● Texte fourni
_ _ _ _ _ _ _

Souvent, il est objecté que l’interventionnisme des associations dans le champ économique ou commercial est la résultante d’un comportement déviant [2], qu’il convient par conséquent de le limiter à tout prix afin d’écarter tout risque de dénaturation de ces institutions sans but lucratif (ISBL) et/ou de banalisation de leur action. Aussi, cette question du rapport entre secteur associatif et activité économique doit nécessairement être clarifiée, sans quoi l’économie sociale et solidaire (ESS) – composée à plus de 80 % d’associations – demeurera encore longtemps en quête de sens. Quant à son action, celle-ci restera trop résiduelle pour pouvoir déboucher sur un véritable projet de transformation sociale.
I - Comment les associations peuvent-elles exercer dans le secteur économique ?
Distinction entre activité économique et activité commerciale.
La notion d’activité économique ne fait l’objet d’aucune définition formelle, à la différence de celle d’activité commerciale.

_ _ _ _ _ _ _

● Votre travail
1. D'après le texte sur les associations et l'activité économique, quelle part de l'économie sociale et solidaire est composée d'associations ?
2. Remplacez « associations » par « organisations » dans le passage du texte sur les associations et l'activité économique qui s'ouvre sur les mots « Souvent, il est » et se clôt sur « et activité commerciale. », puis recopiez ce passage ainsi modifié.
3. Rédigez la suite du texte sur les associations et l'activité économique en reprenant juste après sa dernière phrase.
Ces enregistrements proviennent d'une autre source.

[Enregistrements extraits d'une collection]
_ _ _ _ _ _ _

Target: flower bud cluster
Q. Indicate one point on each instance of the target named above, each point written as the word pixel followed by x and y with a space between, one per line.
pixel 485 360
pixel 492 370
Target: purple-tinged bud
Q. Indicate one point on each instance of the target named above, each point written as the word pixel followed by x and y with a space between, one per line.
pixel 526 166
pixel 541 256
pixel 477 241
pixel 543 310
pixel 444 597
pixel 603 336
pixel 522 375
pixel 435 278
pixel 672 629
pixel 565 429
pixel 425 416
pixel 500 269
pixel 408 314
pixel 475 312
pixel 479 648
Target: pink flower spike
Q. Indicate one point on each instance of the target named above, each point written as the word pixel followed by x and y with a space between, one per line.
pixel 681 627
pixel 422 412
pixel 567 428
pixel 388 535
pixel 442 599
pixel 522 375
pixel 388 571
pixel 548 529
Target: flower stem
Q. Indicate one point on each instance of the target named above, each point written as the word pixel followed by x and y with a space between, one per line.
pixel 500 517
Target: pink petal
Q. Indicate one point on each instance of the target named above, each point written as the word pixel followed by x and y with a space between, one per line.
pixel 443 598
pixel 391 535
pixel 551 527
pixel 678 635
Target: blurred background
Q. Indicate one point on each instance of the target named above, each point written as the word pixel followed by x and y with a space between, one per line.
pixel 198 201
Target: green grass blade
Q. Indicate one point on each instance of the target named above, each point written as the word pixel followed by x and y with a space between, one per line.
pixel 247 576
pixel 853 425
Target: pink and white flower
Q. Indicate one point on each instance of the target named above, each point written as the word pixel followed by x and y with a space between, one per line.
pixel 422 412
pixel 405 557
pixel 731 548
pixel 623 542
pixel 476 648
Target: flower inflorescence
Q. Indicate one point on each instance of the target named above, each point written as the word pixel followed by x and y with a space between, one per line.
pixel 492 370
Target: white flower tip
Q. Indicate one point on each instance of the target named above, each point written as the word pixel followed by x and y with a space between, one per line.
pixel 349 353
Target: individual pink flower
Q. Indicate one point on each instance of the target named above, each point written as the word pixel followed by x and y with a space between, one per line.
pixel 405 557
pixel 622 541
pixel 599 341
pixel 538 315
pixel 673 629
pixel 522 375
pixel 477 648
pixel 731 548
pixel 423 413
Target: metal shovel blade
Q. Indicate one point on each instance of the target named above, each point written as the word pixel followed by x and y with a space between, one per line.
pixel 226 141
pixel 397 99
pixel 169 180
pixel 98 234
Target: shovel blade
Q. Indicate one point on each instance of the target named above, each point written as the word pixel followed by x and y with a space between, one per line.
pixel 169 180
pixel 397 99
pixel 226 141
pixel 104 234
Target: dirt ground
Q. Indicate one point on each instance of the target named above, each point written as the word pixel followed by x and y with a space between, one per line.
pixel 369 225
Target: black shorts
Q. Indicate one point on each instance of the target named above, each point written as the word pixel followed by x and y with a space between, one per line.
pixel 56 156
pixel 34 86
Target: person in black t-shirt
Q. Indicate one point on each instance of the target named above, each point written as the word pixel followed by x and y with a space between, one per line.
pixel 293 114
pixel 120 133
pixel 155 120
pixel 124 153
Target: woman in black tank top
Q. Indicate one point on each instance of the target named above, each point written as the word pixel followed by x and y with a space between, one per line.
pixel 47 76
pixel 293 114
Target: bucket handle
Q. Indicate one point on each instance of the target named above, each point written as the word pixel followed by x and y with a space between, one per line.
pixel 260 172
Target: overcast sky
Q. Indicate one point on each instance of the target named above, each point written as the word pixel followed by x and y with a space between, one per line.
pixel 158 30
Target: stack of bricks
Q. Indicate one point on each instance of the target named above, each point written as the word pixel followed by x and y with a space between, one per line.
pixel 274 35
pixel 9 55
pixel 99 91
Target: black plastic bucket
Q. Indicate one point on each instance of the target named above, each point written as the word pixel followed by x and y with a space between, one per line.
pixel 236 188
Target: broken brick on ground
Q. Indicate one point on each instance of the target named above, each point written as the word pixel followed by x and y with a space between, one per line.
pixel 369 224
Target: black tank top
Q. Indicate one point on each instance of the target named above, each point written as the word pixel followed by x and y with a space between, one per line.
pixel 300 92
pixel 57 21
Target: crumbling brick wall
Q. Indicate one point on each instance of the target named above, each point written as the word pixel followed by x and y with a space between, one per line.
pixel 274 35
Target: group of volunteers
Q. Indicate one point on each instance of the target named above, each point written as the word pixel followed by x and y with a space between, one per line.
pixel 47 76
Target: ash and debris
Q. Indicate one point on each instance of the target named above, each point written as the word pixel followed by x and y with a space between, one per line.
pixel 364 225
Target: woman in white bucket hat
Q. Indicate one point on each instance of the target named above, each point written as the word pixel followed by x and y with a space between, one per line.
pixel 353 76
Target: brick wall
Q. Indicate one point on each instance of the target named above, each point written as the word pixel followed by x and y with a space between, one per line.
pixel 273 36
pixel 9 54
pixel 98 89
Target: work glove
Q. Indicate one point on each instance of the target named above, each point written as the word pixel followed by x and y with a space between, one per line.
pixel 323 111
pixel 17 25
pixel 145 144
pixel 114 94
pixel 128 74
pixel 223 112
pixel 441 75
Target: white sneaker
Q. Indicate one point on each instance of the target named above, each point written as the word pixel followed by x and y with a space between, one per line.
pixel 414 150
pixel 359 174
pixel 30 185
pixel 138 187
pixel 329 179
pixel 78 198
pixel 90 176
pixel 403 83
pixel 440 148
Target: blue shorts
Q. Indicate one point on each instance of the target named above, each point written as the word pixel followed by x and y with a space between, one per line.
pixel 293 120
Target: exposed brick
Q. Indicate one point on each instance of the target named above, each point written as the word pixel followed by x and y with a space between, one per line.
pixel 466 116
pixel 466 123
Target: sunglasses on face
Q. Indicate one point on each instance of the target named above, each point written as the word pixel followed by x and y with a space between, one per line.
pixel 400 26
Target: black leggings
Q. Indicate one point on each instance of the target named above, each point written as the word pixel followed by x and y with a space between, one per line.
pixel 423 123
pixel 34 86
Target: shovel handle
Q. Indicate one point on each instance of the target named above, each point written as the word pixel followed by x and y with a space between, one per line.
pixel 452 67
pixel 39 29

_ _ _ _ _ _ _

● Réponses ci-dessous
1. Plus de 80 %.

2.
Souvent, il est objecté que l’interventionnisme des organisations dans le champ économique ou commercial est la résultante d’un comportement déviant [2], qu’il convient par conséquent de le limiter à tout prix afin d’écarter tout risque de dénaturation de ces institutions sans but lucratif (ISBL) et/ou de banalisation de leur action. Aussi, cette question du rapport entre secteur associatif et activité économique doit nécessairement être clarifiée, sans quoi l’économie sociale et solidaire (ESS) – composée à plus de 80 % d’organisations – demeurera encore longtemps en quête de sens. Quant à son action, celle-ci restera trop résiduelle pour pouvoir déboucher sur un véritable projet de transformation sociale.
I - Comment les organisations peuvent-elles exercer dans le secteur économique ?
Distinction entre activité économique et activité commerciale.

3.
Ainsi, l’activité économique se caractérise, selon la jurisprudence européenne, par le simple fait de s’immiscer dans la circulation des richesses ou encore de concourir à la production et à la commercialisation de produits ou de services [3]. En effet, la Cour de justice des Communautés européennes (CJCE), aujourd’hui devenue Cour de justice de l’Union européenne (CJUE), a rappelé que « constitue une activité économique toute activité consistant à offrir des biens et des services sur un marché donné » [4]
Quant à l’activité commerciale, pour le Code de commerce, la réalisation d’« actes de commerce », dont la liste est dressée aux articles L. 110-1 et L. 110-2 dudit code, constitue le préalable indispensable à l’exercice de toute activité présentant un caractère commercial par nature (industrie, commerce, services). Toutefois, ceux-ci ne présenteront un caractère commercial définitif que dans la mesure où leur commercialité est démontrée au regard de deux autres critères : d’une part, un élément intentionnel qui nécessite que son auteur soit animé d’une intention spéculative [5] ; d’autre part, un élément matériel qui implique que l’activité soit exercée à titre principal et de façon répétée. [6]
La confrontation de ces deux notions définit en creux le rapport original que le secteur associatif entretient avec ces différentes sphères : [7].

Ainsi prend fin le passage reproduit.